Passage to read -
▼

Basic Usage¶
This guide covers the fundamental operations of liburlparser in Python.
Importing the Library¶
from liburlparser import Url, Host
Parsing URLs¶
The Url
class is used to parse complete URLs:
# Create a URL object
url = Url("https://mail.google.com/about?q=test#section")
# Access URL components
print(url) # <Url :'https://mail.google.com/about?q=test#section'>
print(url.protocol) # https
print(url.host) # <Host :'mail.google.com'>
print(url.subdomain) # mail
print(url.domain) # google
print(url.domain_name) # google
print(url.suffix) # com
print(url.port) # 0 (default)
print(url.query) # q=test
print(url.fragment) # section
Parsing Hosts¶
The Host
class is used to parse hostnames:
# Create a Host object directly
host = Host("mail.google.com")
# Access host components
print(host) # <Host :'mail.google.com'>
print(host.subdomain) # mail
print(host.domain) # google
print(host.domain_name) # google
print(host.suffix) # com
Getting Host from URL¶
There are multiple ways to extract host information from a URL:
# Method 1: Get the host from a URL object
url = Url("https://mail.google.com/about")
host = url.host
# Method 2: Use the Host.from_url static method
host = Host.from_url("https://mail.google.com/about")
# Method 3: Just extract the host string (fastest)
host_str = Url.extract_host("https://mail.google.com/about")
print(host_str) # mail.google.com
Converting to Dictionary or JSON¶
Both Url
and Host
objects can be converted to dictionaries or JSON strings:
# URL to dictionary
url = Url("https://mail.google.com/about?q=test#section")
url_dict = url.to_dict()
print(url_dict)
# Output: {'str': 'https://mail.google.com/about?q=test#section', 'protocol': 'https', 'userinfo': '', 'host': {'str': 'mail.google.com', 'subdomain': 'mail', 'domain': 'google', 'domain_name': 'google', 'suffix': 'com'}, 'port': 0, 'query': 'q=test', 'fragment': 'section'}
# URL to JSON
url_json = url.to_json()

▲

Written request - Please repeat the part of the liburlparser usage guide between "# Access URL" and "# 0 (default)", inclusive, swapping "protocol" for "scheme".

Data entries -
▼

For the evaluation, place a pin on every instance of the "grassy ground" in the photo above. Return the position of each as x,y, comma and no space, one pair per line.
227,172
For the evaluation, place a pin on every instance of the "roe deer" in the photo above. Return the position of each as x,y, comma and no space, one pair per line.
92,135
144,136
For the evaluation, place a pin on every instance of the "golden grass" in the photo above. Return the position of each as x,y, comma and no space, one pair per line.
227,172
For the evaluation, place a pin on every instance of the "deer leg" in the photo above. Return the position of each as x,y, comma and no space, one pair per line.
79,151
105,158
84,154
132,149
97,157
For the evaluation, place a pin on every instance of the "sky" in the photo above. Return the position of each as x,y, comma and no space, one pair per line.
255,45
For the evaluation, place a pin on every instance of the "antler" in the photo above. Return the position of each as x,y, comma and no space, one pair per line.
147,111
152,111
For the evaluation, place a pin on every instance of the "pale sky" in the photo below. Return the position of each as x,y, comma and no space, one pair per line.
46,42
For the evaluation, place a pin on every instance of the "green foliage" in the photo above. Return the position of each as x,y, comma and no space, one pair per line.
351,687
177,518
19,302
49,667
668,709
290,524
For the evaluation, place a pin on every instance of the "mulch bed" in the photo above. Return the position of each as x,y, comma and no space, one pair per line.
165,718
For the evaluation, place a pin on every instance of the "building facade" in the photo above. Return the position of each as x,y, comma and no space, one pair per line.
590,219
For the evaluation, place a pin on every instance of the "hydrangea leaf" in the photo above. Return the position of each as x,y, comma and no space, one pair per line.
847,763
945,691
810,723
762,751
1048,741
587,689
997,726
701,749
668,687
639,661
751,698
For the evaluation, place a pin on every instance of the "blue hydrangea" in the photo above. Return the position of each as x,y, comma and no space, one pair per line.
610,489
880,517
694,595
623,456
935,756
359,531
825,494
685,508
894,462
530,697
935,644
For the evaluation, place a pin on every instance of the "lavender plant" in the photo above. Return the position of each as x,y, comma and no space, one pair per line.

▲

The output -
# Access URL components
print(url) # <Url :'https://mail.google.com/about?q=test#section'>
print(url.scheme) # https
print(url.host) # <Host :'mail.google.com'>
print(url.subdomain) # mail
print(url.domain) # google
print(url.domain_name) # google
print(url.suffix) # com
print(url.port) # 0 (default)